# Task objective:
Render the records below as a JSON list of strings, one string per line, leaving out blank lines.

# Given records:
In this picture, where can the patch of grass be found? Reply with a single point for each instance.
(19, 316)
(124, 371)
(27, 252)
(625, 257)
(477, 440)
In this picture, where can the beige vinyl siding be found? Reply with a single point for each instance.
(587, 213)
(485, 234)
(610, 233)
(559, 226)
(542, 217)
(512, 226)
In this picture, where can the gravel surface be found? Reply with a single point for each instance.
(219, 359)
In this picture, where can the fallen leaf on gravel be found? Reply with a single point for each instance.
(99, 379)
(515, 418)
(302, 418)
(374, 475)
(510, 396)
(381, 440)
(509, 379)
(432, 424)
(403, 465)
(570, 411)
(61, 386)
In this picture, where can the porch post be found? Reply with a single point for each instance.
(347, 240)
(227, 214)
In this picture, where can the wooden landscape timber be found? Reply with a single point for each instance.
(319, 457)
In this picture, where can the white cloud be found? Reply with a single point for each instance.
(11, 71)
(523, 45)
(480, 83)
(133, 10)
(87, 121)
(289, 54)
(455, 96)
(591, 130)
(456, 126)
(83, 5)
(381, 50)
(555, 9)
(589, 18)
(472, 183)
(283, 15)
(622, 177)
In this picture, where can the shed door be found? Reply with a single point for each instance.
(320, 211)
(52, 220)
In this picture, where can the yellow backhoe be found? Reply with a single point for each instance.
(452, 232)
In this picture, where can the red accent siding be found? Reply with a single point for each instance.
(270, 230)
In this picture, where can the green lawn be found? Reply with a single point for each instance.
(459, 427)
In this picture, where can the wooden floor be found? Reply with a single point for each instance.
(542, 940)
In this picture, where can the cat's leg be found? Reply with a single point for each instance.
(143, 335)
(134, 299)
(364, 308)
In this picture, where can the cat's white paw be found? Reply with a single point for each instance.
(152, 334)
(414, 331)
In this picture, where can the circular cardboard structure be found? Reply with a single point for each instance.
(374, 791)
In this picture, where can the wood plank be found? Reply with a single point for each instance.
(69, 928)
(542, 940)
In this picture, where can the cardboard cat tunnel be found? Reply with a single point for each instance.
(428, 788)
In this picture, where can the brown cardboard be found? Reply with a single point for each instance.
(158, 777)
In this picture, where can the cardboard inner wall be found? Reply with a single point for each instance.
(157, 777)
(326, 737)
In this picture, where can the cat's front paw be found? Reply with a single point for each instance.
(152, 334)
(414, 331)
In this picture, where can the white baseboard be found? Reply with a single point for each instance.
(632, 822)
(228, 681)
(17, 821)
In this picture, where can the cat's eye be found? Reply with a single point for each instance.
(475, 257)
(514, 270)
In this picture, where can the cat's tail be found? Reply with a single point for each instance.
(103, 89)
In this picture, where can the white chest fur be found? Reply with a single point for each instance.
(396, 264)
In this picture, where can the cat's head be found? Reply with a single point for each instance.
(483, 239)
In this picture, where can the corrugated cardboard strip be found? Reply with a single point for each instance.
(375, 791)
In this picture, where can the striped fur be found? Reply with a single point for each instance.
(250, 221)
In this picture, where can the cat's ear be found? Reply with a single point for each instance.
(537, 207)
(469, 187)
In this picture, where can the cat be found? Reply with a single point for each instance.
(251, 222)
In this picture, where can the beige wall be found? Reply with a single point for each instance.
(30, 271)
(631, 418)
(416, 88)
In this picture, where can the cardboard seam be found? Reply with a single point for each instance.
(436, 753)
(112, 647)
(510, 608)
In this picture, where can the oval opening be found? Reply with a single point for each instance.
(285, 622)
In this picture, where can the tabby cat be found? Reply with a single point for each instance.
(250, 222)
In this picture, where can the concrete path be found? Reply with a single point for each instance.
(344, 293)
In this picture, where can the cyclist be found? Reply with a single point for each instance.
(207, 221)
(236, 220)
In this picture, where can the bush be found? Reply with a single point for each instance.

# In response:
[
  "In this picture, where can the patch of grass be found? Reply with a single point for each instance.",
  "(19, 316)",
  "(124, 371)",
  "(27, 252)",
  "(625, 257)",
  "(477, 440)",
  "In this picture, where can the beige vinyl siding be found? Reply with a single point for each instance.",
  "(587, 213)",
  "(485, 234)",
  "(610, 233)",
  "(559, 226)",
  "(542, 217)",
  "(512, 226)",
  "In this picture, where can the gravel surface be found? Reply with a single point for each instance.",
  "(219, 359)",
  "In this picture, where can the fallen leaf on gravel be found? Reply with a single point for each instance.",
  "(99, 379)",
  "(515, 418)",
  "(302, 418)",
  "(374, 475)",
  "(510, 396)",
  "(381, 440)",
  "(509, 379)",
  "(432, 424)",
  "(403, 465)",
  "(570, 411)",
  "(61, 386)",
  "In this picture, where can the porch post be found? Reply with a single point for each instance.",
  "(347, 240)",
  "(227, 214)",
  "In this picture, where can the wooden landscape timber be found? Reply with a single point for each instance.",
  "(319, 457)",
  "In this picture, where can the white cloud be found? Reply with a single point for each instance.",
  "(11, 71)",
  "(523, 45)",
  "(480, 83)",
  "(133, 10)",
  "(87, 121)",
  "(289, 54)",
  "(455, 96)",
  "(591, 130)",
  "(456, 126)",
  "(83, 5)",
  "(381, 50)",
  "(555, 9)",
  "(589, 18)",
  "(472, 183)",
  "(283, 15)",
  "(622, 177)",
  "In this picture, where can the shed door be found? Reply with a single point for each instance.",
  "(320, 211)",
  "(52, 220)",
  "In this picture, where can the yellow backhoe be found? Reply with a single point for each instance.",
  "(452, 232)",
  "In this picture, where can the red accent siding be found? Reply with a single point for each instance.",
  "(270, 230)",
  "In this picture, where can the green lawn be found? Reply with a single point for each instance.",
  "(459, 427)",
  "In this picture, where can the wooden floor be found? Reply with a single point for each instance.",
  "(542, 940)",
  "In this picture, where can the cat's leg be found? Reply with a single point for each instance.",
  "(143, 335)",
  "(134, 299)",
  "(364, 308)",
  "In this picture, where can the cat's white paw be found? Reply with a single point for each instance.",
  "(152, 334)",
  "(414, 331)",
  "In this picture, where can the circular cardboard structure be found? Reply with a single point for each instance.",
  "(374, 791)",
  "In this picture, where can the wood plank be found? Reply with a single point for each instance.",
  "(69, 928)",
  "(542, 940)",
  "In this picture, where can the cardboard cat tunnel be found? Reply with a single point for each instance.",
  "(428, 788)",
  "In this picture, where can the brown cardboard be found? Reply with a single point for each instance.",
  "(158, 777)",
  "In this picture, where can the cardboard inner wall be found? Reply with a single point for each instance.",
  "(157, 777)",
  "(326, 737)",
  "In this picture, where can the cat's front paw be found? Reply with a single point for each instance.",
  "(152, 334)",
  "(414, 331)",
  "In this picture, where can the white baseboard be found? Reply with a single point for each instance.",
  "(632, 822)",
  "(228, 681)",
  "(17, 821)",
  "In this picture, where can the cat's eye be found? Reply with a single point for each instance.",
  "(475, 257)",
  "(514, 270)",
  "In this picture, where can the cat's tail be found? Reply with a single point for each instance.",
  "(103, 89)",
  "In this picture, where can the white chest fur be found? Reply with a single point for each instance.",
  "(396, 264)",
  "In this picture, where can the cat's head be found? Reply with a single point for each instance.",
  "(483, 239)",
  "In this picture, where can the corrugated cardboard strip be found? Reply with a single point for each instance.",
  "(375, 791)",
  "In this picture, where can the striped fur be found? Reply with a single point for each instance.",
  "(250, 221)",
  "In this picture, where can the cat's ear be found? Reply with a single point for each instance.",
  "(537, 207)",
  "(469, 187)",
  "In this picture, where can the cat be found? Reply with a single point for each instance.",
  "(251, 222)",
  "In this picture, where can the beige wall be found? Reply with a single point for each instance.",
  "(30, 271)",
  "(631, 418)",
  "(416, 88)",
  "In this picture, where can the cardboard seam be found? Reply with a single point for each instance.",
  "(436, 753)",
  "(112, 647)",
  "(510, 608)",
  "In this picture, where can the oval opening be found? Reply with a single point for each instance.",
  "(285, 622)",
  "In this picture, where can the tabby cat be found? Reply with a single point for each instance.",
  "(250, 222)",
  "In this picture, where can the concrete path be found? Reply with a single point for each instance.",
  "(344, 293)",
  "In this picture, where can the cyclist be found? Reply with a single point for each instance.",
  "(207, 221)",
  "(236, 220)",
  "In this picture, where can the bush be found? Reply with a single point for each instance."
]